## Goal
Rewrite the material from the line containing "Find the street" through the line containing "x=678, y=324", with "street lamp post" changed to "streetlight" and nothing else altered.

## Task data
## start
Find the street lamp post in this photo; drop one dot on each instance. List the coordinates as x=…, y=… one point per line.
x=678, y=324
## end
## start
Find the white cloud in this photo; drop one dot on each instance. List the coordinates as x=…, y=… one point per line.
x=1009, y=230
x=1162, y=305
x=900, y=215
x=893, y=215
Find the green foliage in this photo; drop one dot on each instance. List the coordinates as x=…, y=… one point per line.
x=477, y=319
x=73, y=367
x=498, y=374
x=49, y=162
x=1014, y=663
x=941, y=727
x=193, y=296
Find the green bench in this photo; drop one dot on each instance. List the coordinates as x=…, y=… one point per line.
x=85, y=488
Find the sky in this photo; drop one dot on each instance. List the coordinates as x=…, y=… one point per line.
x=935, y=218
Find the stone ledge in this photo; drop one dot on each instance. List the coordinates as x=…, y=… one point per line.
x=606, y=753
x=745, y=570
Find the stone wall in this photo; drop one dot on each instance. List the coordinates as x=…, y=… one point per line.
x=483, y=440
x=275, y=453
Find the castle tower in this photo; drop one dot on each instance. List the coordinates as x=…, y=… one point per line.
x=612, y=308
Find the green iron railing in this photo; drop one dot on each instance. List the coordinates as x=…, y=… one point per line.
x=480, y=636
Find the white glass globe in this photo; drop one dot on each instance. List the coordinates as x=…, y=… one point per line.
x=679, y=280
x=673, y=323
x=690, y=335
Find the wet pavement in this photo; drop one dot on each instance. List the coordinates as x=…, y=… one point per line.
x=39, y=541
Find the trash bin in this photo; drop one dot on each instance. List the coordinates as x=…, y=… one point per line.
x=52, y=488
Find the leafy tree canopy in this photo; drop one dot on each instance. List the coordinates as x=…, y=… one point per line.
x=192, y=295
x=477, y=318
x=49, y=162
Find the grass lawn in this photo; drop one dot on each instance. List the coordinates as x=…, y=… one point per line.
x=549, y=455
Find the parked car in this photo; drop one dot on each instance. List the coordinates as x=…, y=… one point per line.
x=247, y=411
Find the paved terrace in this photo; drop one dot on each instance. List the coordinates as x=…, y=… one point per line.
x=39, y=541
## end
## Task result
Find the streetlight in this photo; drop one dot on each instance. List the coordinates as x=…, y=… one point per line.
x=678, y=324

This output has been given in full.